> _What you are asked to do_:
Copy word for word the part of the piece on the dealership virtual assistant Olivia that runs from "At Jay Wolfe" to "technology to dealerships.".

> _Document excerpt_:
%%

At Jay Wolfe Automotive Group in Kansas City, Mo., customers sometimes come in and ask for Olivia. And though a few women named Olivia work at the dealerships, the customers are looking for someone else.
They want to meet with a virtual assistant the dealerships use to respond to email inquiries. Olivia and other dealership virtual assistants — a more sophisticated version of the traditional chatbot — have been asked out for coffee and, in one instance, even received a bouquet of flowers delivered to a dealership as a thank you.
"Because she has all the information about a particular person and is able to customize the interaction with them, they start to feel a bond with her," said Jill Whitehead, senior vice president at Dominion Dealer Solutions, a retail technology company in Norfolk, Va., that offers the Olivia technology to dealerships.

%%

Point-per-instance localization data:
%%

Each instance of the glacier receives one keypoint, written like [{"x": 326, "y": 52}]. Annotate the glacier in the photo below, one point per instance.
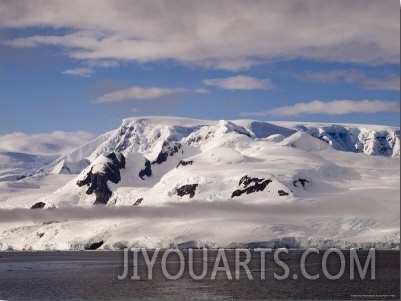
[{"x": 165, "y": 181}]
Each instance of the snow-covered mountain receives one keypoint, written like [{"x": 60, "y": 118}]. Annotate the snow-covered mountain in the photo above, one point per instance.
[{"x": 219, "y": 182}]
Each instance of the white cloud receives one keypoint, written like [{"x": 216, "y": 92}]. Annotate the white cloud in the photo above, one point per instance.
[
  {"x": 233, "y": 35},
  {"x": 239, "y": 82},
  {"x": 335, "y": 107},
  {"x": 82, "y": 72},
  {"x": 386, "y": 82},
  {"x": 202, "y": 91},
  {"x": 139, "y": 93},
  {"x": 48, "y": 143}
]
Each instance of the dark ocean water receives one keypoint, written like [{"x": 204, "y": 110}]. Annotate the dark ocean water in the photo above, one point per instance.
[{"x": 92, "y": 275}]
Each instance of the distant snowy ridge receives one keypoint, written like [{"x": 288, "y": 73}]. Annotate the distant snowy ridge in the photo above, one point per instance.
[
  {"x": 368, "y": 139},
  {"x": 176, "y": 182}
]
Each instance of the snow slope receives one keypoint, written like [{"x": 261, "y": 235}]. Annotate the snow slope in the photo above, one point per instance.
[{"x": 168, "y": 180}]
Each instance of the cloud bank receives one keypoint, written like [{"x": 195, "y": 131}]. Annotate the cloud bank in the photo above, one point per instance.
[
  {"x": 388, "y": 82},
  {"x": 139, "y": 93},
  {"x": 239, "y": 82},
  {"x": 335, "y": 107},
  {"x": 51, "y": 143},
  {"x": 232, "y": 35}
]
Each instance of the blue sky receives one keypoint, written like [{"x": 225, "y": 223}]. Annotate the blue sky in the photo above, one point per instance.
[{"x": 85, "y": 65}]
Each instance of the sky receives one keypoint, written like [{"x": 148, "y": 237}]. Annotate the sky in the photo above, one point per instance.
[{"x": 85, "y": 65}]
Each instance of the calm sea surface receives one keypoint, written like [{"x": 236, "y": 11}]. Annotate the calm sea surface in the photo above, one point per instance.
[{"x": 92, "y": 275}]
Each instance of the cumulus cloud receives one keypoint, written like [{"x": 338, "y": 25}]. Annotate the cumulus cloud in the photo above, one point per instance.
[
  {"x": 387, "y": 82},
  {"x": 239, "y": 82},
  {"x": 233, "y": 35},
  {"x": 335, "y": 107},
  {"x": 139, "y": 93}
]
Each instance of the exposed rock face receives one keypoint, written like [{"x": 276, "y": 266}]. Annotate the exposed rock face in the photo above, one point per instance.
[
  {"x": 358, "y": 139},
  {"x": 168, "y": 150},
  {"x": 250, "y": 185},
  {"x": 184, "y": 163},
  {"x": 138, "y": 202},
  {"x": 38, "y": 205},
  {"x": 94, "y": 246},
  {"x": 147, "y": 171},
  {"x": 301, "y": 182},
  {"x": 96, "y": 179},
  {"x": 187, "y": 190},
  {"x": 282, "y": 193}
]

%%

> _Expected answer_:
At Jay Wolfe Automotive Group in Kansas City, Mo., customers sometimes come in and ask for Olivia. And though a few women named Olivia work at the dealerships, the customers are looking for someone else.
They want to meet with a virtual assistant the dealerships use to respond to email inquiries. Olivia and other dealership virtual assistants — a more sophisticated version of the traditional chatbot — have been asked out for coffee and, in one instance, even received a bouquet of flowers delivered to a dealership as a thank you.
"Because she has all the information about a particular person and is able to customize the interaction with them, they start to feel a bond with her," said Jill Whitehead, senior vice president at Dominion Dealer Solutions, a retail technology company in Norfolk, Va., that offers the Olivia technology to dealerships.